:: The problem ::
Please rewrite the stretch of the items below from the line containing "Target: rocky outcrop" through the line containing "246 241 L 182" as a numbered list, skipping any blank lines. Leave the pictures out of your answer.

****************

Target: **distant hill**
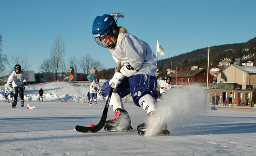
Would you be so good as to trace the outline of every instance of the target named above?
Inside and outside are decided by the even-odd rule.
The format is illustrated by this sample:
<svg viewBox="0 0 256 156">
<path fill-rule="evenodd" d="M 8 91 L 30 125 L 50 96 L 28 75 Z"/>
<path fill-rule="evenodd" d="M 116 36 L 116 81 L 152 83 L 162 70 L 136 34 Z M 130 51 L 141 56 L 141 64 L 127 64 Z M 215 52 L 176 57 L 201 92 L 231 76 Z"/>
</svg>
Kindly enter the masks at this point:
<svg viewBox="0 0 256 156">
<path fill-rule="evenodd" d="M 218 63 L 225 58 L 236 59 L 243 55 L 256 54 L 256 37 L 247 42 L 224 44 L 210 47 L 210 62 L 212 67 L 217 67 Z M 198 49 L 174 57 L 159 60 L 157 68 L 172 69 L 176 66 L 181 68 L 190 68 L 191 66 L 206 67 L 208 58 L 208 47 Z"/>
</svg>

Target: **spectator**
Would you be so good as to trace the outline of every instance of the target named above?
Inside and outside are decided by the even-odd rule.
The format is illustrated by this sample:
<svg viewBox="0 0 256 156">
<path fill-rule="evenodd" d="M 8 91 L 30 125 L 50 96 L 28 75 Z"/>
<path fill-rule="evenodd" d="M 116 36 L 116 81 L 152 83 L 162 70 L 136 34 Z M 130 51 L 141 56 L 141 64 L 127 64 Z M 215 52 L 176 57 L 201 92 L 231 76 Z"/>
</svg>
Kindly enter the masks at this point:
<svg viewBox="0 0 256 156">
<path fill-rule="evenodd" d="M 238 103 L 238 106 L 241 105 L 241 98 L 240 98 L 240 96 L 238 96 L 238 98 L 237 98 L 237 102 Z"/>
<path fill-rule="evenodd" d="M 99 82 L 100 79 L 99 79 L 99 78 L 96 78 L 90 85 L 90 105 L 92 105 L 92 99 L 93 98 L 94 98 L 95 105 L 98 105 L 97 103 L 97 92 L 99 93 L 100 95 L 101 95 L 100 87 L 100 84 L 99 84 Z"/>
<path fill-rule="evenodd" d="M 229 104 L 232 104 L 232 97 L 231 96 L 229 97 Z"/>
<path fill-rule="evenodd" d="M 248 106 L 248 101 L 249 101 L 249 97 L 246 97 L 246 106 Z"/>
<path fill-rule="evenodd" d="M 215 105 L 215 97 L 214 97 L 214 95 L 213 95 L 212 97 L 212 105 Z"/>
<path fill-rule="evenodd" d="M 157 84 L 160 86 L 160 93 L 161 96 L 163 96 L 165 94 L 165 92 L 170 90 L 172 87 L 171 80 L 172 77 L 170 76 L 166 77 L 165 80 L 158 79 Z"/>
<path fill-rule="evenodd" d="M 220 100 L 220 97 L 219 95 L 216 95 L 216 103 L 215 105 L 217 106 L 219 105 L 219 101 Z"/>
</svg>

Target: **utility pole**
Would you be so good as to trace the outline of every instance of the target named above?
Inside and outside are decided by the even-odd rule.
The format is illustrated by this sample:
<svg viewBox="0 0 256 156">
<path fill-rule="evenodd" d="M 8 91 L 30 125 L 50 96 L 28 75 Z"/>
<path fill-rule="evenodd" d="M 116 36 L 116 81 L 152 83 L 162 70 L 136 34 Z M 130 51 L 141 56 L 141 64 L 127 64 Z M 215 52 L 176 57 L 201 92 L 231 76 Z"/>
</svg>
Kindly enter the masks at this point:
<svg viewBox="0 0 256 156">
<path fill-rule="evenodd" d="M 210 58 L 210 44 L 208 48 L 208 66 L 207 67 L 207 87 L 208 88 L 208 79 L 209 78 L 209 60 Z"/>
</svg>

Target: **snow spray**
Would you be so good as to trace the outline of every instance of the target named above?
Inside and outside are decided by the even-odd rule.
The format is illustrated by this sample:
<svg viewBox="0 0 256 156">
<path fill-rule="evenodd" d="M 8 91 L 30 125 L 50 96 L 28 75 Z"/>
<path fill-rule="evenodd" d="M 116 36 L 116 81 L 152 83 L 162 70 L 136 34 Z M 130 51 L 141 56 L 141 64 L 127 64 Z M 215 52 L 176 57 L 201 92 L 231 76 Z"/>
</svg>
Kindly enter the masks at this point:
<svg viewBox="0 0 256 156">
<path fill-rule="evenodd" d="M 172 135 L 172 130 L 196 120 L 206 112 L 207 97 L 203 88 L 196 85 L 173 87 L 158 100 L 156 113 L 151 118 L 145 136 L 155 136 L 165 122 Z"/>
</svg>

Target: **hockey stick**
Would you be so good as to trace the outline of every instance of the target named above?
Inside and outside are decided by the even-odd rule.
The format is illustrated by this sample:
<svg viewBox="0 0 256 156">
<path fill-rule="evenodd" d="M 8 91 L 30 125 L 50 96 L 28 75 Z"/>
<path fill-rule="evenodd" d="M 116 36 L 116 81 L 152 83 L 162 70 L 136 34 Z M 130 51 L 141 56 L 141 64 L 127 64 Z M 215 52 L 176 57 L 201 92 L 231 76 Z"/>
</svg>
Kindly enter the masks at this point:
<svg viewBox="0 0 256 156">
<path fill-rule="evenodd" d="M 26 92 L 26 89 L 25 88 L 25 85 L 23 87 L 24 87 L 24 90 L 25 91 L 25 95 L 26 95 L 26 97 L 27 98 L 27 105 L 28 108 L 29 109 L 35 109 L 35 106 L 31 107 L 28 104 L 28 97 L 27 96 L 27 92 Z"/>
<path fill-rule="evenodd" d="M 121 67 L 121 63 L 119 63 L 117 71 L 120 70 Z M 113 85 L 113 84 L 112 84 Z M 112 93 L 114 90 L 113 87 L 111 86 L 110 90 L 109 91 L 109 94 L 108 94 L 108 97 L 106 102 L 106 104 L 103 110 L 103 113 L 101 115 L 101 118 L 99 123 L 97 124 L 93 127 L 85 127 L 79 125 L 75 126 L 74 129 L 75 130 L 79 132 L 86 133 L 92 133 L 97 132 L 100 131 L 102 128 L 104 127 L 105 123 L 106 123 L 106 120 L 107 120 L 107 116 L 108 115 L 108 107 L 109 106 L 109 103 L 110 102 L 110 98 L 112 95 Z"/>
<path fill-rule="evenodd" d="M 98 92 L 98 91 L 97 91 L 97 90 L 96 90 L 96 91 L 97 91 L 97 92 L 98 92 L 98 93 L 99 93 L 99 94 L 100 95 L 100 96 L 101 96 L 102 97 L 102 98 L 103 98 L 103 100 L 106 100 L 106 98 L 105 98 L 105 97 L 103 97 L 103 96 L 102 96 L 102 95 L 101 95 L 101 93 L 100 93 L 99 92 Z"/>
</svg>

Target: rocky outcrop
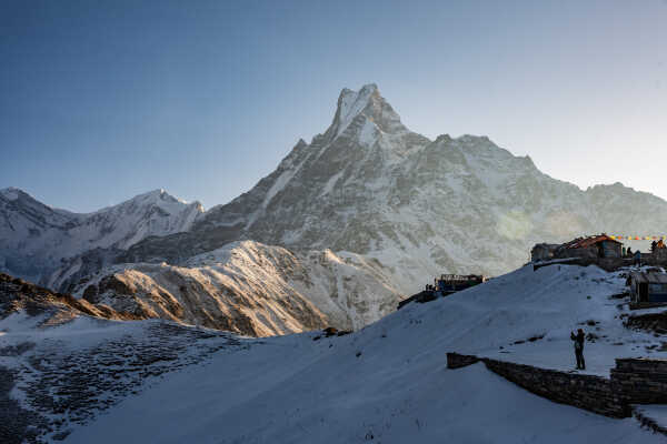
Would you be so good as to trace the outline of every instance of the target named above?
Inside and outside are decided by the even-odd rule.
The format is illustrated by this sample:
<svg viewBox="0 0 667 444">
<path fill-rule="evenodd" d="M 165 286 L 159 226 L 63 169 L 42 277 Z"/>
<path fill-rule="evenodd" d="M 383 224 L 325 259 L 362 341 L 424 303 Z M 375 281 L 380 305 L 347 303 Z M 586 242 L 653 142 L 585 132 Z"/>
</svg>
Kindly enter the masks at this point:
<svg viewBox="0 0 667 444">
<path fill-rule="evenodd" d="M 125 321 L 152 317 L 146 313 L 119 312 L 109 305 L 91 304 L 0 273 L 0 319 L 18 311 L 24 311 L 30 316 L 43 315 L 42 325 L 68 322 L 80 315 Z"/>
<path fill-rule="evenodd" d="M 179 263 L 248 239 L 376 258 L 394 286 L 414 294 L 440 273 L 506 273 L 537 242 L 666 222 L 667 202 L 648 193 L 620 184 L 583 191 L 486 137 L 411 132 L 369 84 L 344 90 L 331 125 L 300 140 L 250 191 L 119 261 Z"/>
<path fill-rule="evenodd" d="M 246 241 L 182 266 L 110 266 L 72 289 L 125 313 L 267 336 L 360 329 L 396 310 L 400 294 L 387 282 L 382 268 L 364 258 Z"/>
<path fill-rule="evenodd" d="M 0 190 L 0 272 L 47 284 L 62 261 L 94 249 L 116 256 L 117 249 L 145 238 L 187 231 L 202 213 L 199 202 L 163 190 L 86 214 L 52 209 L 18 189 Z M 99 269 L 94 255 L 84 259 Z"/>
</svg>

****************

:: Answer for the task ::
1. Target: rocky outcrop
2. Would you be so good as to trace the outline of every instance of the target named above?
3. Inside and outside are decided by the even-odd rule.
4. The format is illustrated by this sample:
5. <svg viewBox="0 0 667 444">
6. <path fill-rule="evenodd" d="M 165 286 L 159 226 L 63 169 L 42 277 Z"/>
7. <path fill-rule="evenodd" d="M 383 224 L 325 259 L 362 341 L 424 303 Z M 375 281 L 380 305 L 347 303 Z M 586 242 L 653 142 L 585 132 Z"/>
8. </svg>
9. Kindly enter the masks at this point:
10. <svg viewBox="0 0 667 444">
11. <path fill-rule="evenodd" d="M 125 321 L 152 317 L 146 313 L 119 312 L 109 305 L 91 304 L 0 273 L 0 319 L 18 311 L 24 311 L 30 316 L 43 315 L 42 325 L 68 322 L 80 315 Z"/>
12. <path fill-rule="evenodd" d="M 179 263 L 248 239 L 376 258 L 394 286 L 414 294 L 440 273 L 506 273 L 537 242 L 666 222 L 667 202 L 648 193 L 620 184 L 583 191 L 486 137 L 411 132 L 369 84 L 344 90 L 331 125 L 300 140 L 250 191 L 119 261 Z"/>
13. <path fill-rule="evenodd" d="M 246 241 L 182 266 L 110 266 L 72 289 L 125 313 L 267 336 L 360 329 L 396 310 L 400 294 L 387 282 L 382 268 L 364 258 Z"/>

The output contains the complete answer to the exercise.